_出典本文_:
+ + + + + + +

ミニアチュール エナメル ペインティングはヴァン クリーフ&アーペルが特に得意とする技術のひとつだ。レディ アーペル ブリーズ デテ ウォッチでは、職人もしくは画家が、双眼ルーペを装着し作業する。テン毛の筆を用いたフリーハンドによるドローイングなどだ。ひとつの色を塗るごとに焼成の工程を必要とし、その時間と温度を判断できるのは、熟練したエナメル職人のみである。
レディ アーペル ジュール アンシャンテ ウォッチ
メゾンのジュエリーと時計制作のメティエダールがひとつになり、魅惑的な世界を具現化するヴァン クリーフ&アーペルのエクストラオーディナリー ダイヤル™。このコレクションに、朝日の下で花を摘む優美な妖精の姿が生き生きと描かれた作品が加わった。
ヴァン クリーフ&アーペル「レディ アーペル ジュール アンシャンテ ウォッチ」Ref.VCARPBMA00
手巻き(Cal.Q474)。パワーリザーブ約38時間。18KWGケース(直径41 mm)。30m防水。世界限定8本。6085万2000円(税込み)。
光と戯れるような豊かな葉はホワイトゴールド、プリカジュール エナメル、ダイヤモンドで彩られたている。イエローサファイアがセットされた花々は、ヴァン クリーフ&アーペルが開発した新たな技法、ファソネ エナメルによって立体感を与えられ、まるで花畑が無限に続くかのような視覚的イリュージョンを生んでいる。きらめく羽を広げる女性像は、手作業で緻密に彫刻されたホワイトゴールド製だ。パールホワイトのプリカジュール エナメルがあしらわれ、日の光を通す羽の透明感が表現されている。

+ + + + + + +

時計の紹介文を「ミニアチュール エナメル ペインティングはヴァン」を含む語句から書き写し、「85万2000円(税込み)。」で終えよ。一字一句そのまま写すこと。

_表示データ_:

+ + + + + + +

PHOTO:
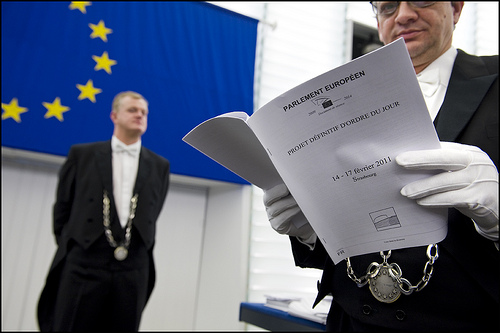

+ + + + + + +

_解答_:
ミニアチュール エナメル ペインティングはヴァン クリーフ&アーペルが特に得意とする技術のひとつだ。レディ アーペル ブリーズ デテ ウォッチでは、職人もしくは画家が、双眼ルーペを装着し作業する。テン毛の筆を用いたフリーハンドによるドローイングなどだ。ひとつの色を塗るごとに焼成の工程を必要とし、その時間と温度を判断できるのは、熟練したエナメル職人のみである。
レディ アーペル ジュール アンシャンテ ウォッチ
メゾンのジュエリーと時計制作のメティエダールがひとつになり、魅惑的な世界を具現化するヴァン クリーフ&アーペルのエクストラオーディナリー ダイヤル™。このコレクションに、朝日の下で花を摘む優美な妖精の姿が生き生きと描かれた作品が加わった。
ヴァン クリーフ&アーペル「レディ アーペル ジュール アンシャンテ ウォッチ」Ref.VCARPBMA00
手巻き(Cal.Q474)。パワーリザーブ約38時間。18KWGケース(直径41 mm)。30m防水。世界限定8本。6085万2000円(税込み)。